Object point labels:
— begin —
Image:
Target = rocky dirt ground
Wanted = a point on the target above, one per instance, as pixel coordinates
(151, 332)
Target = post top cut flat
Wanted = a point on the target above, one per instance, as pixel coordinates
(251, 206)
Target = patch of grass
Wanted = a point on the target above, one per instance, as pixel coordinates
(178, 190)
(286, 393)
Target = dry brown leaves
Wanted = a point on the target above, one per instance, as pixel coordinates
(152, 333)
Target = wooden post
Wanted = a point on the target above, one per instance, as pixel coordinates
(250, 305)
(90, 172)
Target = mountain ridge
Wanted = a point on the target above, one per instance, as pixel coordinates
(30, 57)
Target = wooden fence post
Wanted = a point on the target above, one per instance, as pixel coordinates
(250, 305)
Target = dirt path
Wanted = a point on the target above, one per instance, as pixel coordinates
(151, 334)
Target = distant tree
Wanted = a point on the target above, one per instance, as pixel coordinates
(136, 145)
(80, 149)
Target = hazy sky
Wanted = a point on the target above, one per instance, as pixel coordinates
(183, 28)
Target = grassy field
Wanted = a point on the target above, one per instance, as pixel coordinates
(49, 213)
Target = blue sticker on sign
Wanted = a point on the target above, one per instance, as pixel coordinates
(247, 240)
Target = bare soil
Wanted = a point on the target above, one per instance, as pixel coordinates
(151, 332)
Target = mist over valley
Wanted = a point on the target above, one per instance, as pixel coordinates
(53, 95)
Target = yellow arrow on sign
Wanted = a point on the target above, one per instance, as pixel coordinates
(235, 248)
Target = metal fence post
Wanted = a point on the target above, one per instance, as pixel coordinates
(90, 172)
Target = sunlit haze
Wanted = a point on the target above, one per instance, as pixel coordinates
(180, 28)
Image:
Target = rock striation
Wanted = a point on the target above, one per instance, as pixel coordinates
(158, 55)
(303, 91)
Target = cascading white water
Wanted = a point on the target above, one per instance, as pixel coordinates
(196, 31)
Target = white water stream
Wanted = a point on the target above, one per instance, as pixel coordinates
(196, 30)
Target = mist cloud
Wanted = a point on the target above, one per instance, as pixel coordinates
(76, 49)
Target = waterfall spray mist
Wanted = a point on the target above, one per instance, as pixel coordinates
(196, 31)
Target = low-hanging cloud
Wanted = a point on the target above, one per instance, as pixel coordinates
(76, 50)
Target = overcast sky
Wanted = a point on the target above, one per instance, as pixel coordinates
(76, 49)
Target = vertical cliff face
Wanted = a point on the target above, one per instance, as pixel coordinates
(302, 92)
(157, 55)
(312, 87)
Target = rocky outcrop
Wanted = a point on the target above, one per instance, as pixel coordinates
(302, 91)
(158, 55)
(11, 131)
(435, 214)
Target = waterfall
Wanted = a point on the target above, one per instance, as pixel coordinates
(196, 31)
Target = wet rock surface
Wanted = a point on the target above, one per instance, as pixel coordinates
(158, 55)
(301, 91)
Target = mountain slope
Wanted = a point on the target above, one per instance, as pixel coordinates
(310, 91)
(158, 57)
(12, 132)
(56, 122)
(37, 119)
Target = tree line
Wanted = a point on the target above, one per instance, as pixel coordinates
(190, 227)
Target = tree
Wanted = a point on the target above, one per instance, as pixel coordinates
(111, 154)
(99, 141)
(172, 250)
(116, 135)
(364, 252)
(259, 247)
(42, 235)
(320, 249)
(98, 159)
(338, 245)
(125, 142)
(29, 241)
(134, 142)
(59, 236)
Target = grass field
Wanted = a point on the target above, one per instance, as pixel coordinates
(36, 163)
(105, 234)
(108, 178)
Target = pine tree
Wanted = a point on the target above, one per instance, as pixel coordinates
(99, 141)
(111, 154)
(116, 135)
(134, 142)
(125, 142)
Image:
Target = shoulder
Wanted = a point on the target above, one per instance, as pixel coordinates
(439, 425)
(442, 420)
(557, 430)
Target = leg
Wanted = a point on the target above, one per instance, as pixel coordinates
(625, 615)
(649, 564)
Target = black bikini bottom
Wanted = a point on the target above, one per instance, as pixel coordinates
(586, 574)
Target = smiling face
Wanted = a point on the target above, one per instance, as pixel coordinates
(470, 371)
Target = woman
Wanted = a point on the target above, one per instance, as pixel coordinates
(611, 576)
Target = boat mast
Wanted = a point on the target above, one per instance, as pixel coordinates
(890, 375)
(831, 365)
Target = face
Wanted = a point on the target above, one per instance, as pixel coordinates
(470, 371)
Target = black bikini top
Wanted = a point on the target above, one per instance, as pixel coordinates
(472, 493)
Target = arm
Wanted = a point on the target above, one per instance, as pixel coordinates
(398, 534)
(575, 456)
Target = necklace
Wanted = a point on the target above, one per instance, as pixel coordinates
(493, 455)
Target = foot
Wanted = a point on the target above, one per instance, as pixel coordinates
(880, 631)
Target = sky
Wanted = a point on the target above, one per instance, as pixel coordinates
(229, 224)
— end —
Task goal: Return the lines of the items unchanged, from the line containing "Target = necklace" through the end of the items, with both ends included.

Answer to this exercise:
Target = necklace
Wanted = a point on the target above, one per instance, as pixel coordinates
(493, 455)
Target = foot
Wanted = a point on the target above, one per instance, as pixel coordinates
(880, 631)
Target = sky
Wanted = a point on the target above, one per instance, as pixel coordinates
(229, 224)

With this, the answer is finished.